» EXCERPTED DATA
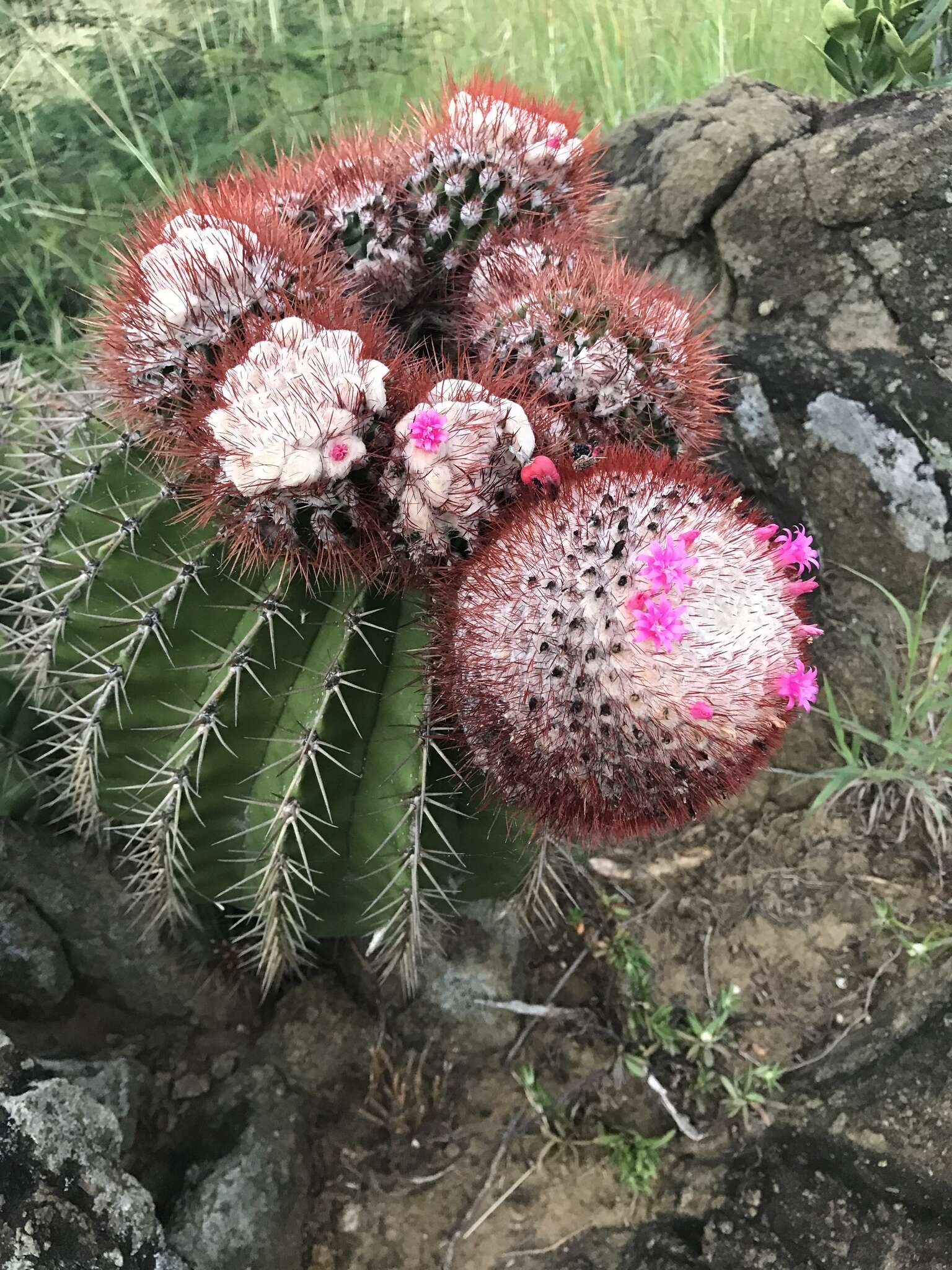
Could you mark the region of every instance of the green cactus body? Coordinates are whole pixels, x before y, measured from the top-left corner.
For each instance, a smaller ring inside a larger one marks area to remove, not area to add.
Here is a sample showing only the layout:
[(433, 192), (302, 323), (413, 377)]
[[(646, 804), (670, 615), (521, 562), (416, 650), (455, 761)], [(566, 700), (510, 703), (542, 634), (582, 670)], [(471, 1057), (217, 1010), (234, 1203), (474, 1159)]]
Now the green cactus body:
[(42, 779), (83, 832), (119, 832), (151, 921), (232, 906), (265, 987), (310, 939), (368, 933), (413, 983), (428, 918), (519, 884), (524, 837), (470, 805), (430, 716), (419, 597), (237, 577), (135, 434), (96, 422), (29, 497), (8, 654), (38, 691)]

» YOUR OBJECTIVE
Can you repeat every record above exactly, apart from the pictures?

» THE SOLUTION
Could you mark the region of every instance of the green cactus body? Coordinates are whole pixels, x before y, measured from the top-left corner.
For each instance, a smaller ring inside a larger one marks area to remove, not area to add.
Here is a sample showing only the layout:
[(433, 192), (302, 323), (413, 377)]
[[(646, 804), (670, 615), (521, 562), (416, 650), (455, 761)], [(566, 700), (510, 703), (542, 634), (582, 670)], [(471, 1057), (217, 1010), (234, 1203), (474, 1159)]]
Now the green cactus body:
[(42, 779), (83, 832), (119, 832), (151, 921), (232, 906), (265, 987), (310, 939), (368, 933), (413, 983), (428, 918), (519, 884), (524, 837), (470, 805), (430, 716), (419, 597), (237, 577), (135, 434), (96, 422), (29, 497), (8, 654), (38, 691)]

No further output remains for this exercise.